Referring expression pointing data

-*-

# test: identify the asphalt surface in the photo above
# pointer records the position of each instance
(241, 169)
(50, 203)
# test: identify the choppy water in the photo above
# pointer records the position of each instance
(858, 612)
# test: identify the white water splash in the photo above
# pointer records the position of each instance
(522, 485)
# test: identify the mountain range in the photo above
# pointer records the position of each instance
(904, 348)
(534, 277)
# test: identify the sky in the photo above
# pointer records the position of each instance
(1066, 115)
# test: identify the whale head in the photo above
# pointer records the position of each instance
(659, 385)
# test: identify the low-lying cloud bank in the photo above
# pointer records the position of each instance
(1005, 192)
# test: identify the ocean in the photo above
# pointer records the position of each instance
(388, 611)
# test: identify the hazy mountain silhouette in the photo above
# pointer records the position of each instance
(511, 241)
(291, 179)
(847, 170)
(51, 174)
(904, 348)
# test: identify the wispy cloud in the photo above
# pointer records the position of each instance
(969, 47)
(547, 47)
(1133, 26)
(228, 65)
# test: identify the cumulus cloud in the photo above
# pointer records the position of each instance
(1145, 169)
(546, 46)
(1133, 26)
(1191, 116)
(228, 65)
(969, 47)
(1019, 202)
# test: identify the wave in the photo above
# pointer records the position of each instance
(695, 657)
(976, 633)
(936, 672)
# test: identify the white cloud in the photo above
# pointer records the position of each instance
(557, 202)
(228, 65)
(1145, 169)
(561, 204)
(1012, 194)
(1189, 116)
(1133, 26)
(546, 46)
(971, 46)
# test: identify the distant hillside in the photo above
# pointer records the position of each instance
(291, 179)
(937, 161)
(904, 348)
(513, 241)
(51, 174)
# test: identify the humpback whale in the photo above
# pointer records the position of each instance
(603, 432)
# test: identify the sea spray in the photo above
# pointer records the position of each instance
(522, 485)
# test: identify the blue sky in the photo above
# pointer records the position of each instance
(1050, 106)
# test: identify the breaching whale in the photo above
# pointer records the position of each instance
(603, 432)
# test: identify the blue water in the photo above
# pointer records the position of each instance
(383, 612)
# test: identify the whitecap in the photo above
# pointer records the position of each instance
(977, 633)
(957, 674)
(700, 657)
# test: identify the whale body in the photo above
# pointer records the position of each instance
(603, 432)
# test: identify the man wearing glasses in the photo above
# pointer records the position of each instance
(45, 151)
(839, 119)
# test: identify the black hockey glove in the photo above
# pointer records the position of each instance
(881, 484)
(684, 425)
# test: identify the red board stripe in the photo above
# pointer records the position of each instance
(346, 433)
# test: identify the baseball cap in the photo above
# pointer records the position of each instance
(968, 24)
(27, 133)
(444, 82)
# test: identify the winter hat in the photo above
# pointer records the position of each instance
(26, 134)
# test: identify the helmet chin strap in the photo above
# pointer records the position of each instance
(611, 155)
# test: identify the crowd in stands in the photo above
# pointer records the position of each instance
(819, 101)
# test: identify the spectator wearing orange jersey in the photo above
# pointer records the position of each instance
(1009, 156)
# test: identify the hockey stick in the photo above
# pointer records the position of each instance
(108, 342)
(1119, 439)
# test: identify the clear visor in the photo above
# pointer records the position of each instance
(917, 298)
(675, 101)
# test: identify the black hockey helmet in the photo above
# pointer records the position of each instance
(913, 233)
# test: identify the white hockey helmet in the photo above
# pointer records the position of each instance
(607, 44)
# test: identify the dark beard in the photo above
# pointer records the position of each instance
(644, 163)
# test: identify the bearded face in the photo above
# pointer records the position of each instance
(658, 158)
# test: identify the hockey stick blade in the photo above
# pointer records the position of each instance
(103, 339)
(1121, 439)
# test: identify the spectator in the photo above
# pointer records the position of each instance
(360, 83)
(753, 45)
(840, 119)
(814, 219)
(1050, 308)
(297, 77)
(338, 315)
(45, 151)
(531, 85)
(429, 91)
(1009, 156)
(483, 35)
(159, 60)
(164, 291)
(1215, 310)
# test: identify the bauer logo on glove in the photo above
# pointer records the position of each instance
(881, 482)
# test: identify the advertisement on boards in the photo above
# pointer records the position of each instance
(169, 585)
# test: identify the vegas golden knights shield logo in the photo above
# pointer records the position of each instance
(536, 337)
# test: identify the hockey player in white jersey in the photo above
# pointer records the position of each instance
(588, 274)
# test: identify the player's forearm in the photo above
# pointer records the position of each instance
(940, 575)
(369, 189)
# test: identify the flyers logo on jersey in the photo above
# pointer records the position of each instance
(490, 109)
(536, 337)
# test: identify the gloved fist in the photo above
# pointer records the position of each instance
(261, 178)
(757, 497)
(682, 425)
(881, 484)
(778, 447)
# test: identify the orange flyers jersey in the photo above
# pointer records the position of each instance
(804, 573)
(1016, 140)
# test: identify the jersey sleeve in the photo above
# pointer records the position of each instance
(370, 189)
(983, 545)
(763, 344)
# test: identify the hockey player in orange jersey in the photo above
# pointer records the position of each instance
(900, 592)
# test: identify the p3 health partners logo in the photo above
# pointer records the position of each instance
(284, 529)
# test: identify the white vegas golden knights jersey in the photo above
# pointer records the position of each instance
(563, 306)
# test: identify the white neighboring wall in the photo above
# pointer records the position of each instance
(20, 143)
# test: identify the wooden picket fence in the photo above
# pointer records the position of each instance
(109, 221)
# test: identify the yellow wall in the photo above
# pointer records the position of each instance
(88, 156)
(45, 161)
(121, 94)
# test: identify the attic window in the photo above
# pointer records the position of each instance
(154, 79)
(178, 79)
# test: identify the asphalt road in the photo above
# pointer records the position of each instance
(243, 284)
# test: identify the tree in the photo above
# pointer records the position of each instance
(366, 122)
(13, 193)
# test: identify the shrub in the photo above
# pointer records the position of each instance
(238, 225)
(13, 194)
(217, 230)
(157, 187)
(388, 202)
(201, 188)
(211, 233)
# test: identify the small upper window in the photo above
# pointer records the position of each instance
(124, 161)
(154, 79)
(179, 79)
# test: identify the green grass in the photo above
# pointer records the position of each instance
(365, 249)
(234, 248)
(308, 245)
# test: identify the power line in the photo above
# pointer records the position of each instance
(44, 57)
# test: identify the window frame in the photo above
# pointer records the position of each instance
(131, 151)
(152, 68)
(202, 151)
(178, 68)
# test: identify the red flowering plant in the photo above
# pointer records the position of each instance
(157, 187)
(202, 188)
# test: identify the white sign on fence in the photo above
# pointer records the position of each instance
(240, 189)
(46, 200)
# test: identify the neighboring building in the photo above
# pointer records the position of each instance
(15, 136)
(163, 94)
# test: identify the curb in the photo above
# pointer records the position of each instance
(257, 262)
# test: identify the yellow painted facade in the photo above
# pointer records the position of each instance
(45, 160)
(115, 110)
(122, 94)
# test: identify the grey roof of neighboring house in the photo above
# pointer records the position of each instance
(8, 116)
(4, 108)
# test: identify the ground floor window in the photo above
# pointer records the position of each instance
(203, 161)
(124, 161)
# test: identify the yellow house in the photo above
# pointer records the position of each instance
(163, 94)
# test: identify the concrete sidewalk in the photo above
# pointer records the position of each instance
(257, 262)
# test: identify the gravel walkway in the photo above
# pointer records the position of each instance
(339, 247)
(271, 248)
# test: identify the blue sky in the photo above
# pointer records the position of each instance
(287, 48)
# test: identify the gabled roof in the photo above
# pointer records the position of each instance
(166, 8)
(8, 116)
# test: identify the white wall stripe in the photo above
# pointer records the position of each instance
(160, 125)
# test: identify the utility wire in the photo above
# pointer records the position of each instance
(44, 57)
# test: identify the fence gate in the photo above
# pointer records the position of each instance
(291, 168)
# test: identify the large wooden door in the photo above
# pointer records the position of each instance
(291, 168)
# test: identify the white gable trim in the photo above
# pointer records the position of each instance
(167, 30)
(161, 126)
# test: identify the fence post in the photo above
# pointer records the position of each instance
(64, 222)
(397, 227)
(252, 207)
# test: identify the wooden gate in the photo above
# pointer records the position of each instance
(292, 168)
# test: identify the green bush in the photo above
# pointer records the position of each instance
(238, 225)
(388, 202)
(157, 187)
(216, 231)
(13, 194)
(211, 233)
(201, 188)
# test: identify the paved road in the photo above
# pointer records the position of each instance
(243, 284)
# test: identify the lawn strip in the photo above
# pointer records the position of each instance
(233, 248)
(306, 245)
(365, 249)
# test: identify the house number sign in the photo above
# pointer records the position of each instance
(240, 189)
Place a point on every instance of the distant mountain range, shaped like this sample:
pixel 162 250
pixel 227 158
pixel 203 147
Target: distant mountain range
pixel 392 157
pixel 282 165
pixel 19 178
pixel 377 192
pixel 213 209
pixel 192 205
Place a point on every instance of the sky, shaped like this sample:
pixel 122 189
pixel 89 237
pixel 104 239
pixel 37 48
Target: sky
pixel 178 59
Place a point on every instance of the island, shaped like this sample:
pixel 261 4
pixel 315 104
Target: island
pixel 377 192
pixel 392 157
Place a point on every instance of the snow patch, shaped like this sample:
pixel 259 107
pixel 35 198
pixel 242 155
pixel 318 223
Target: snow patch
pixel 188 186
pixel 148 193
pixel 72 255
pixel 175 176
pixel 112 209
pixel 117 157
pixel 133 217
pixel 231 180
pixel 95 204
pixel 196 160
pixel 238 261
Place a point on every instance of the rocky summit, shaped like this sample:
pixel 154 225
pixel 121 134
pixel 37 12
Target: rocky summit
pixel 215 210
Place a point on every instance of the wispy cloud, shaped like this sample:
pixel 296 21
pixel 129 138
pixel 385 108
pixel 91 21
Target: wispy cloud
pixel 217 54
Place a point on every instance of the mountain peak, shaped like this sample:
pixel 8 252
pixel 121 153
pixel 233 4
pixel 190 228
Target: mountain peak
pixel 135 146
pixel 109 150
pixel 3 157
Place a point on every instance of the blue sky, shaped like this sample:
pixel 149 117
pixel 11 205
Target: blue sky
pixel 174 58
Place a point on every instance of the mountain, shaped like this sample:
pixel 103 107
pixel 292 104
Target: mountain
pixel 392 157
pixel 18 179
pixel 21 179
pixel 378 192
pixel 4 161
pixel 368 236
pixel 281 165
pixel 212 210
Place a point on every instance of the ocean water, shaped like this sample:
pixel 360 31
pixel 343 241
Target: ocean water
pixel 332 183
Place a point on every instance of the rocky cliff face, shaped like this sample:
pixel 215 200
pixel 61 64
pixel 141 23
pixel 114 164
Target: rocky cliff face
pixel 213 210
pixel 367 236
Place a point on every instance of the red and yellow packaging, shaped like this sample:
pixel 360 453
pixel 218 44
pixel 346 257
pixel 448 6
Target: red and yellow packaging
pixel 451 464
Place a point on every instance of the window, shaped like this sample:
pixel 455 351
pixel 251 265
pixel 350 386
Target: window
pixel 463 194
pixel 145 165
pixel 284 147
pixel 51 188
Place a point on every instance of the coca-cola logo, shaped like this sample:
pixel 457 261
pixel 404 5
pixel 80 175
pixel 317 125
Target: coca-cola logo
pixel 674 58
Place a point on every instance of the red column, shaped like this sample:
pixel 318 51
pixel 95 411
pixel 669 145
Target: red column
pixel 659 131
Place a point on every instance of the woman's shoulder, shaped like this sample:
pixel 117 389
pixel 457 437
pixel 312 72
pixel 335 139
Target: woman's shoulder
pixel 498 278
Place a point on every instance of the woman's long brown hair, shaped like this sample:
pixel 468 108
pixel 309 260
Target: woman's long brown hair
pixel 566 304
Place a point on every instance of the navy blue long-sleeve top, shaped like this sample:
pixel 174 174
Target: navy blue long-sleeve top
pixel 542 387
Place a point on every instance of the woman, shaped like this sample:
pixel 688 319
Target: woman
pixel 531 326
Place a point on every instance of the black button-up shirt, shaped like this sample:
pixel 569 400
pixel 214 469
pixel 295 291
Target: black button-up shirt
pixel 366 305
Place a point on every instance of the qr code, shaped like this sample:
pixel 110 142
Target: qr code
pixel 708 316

-*-

Your output should be an exact copy of the lines from the one containing "pixel 117 389" through the last line of the data above.

> **Result below**:
pixel 117 389
pixel 457 437
pixel 312 72
pixel 335 139
Target: woman's shoulder
pixel 498 278
Place a point on every instance of the woman's long brown hair, shaped like this sample:
pixel 468 108
pixel 309 260
Target: woman's long brown hair
pixel 566 304
Place a point on every instance of the navy blue long-sleeve top, shaped like this sample:
pixel 174 174
Target: navy blue long-sleeve top
pixel 542 387
Place a point on every instance of the woman, shaped like this sample:
pixel 688 319
Target: woman
pixel 531 326
Place a point on every instance of the black button-up shirt, shaped like this sample:
pixel 569 400
pixel 214 469
pixel 295 291
Target: black button-up shirt
pixel 366 305
Place a point on every instance of the qr code, shaped like this sample:
pixel 110 142
Target: qr code
pixel 708 316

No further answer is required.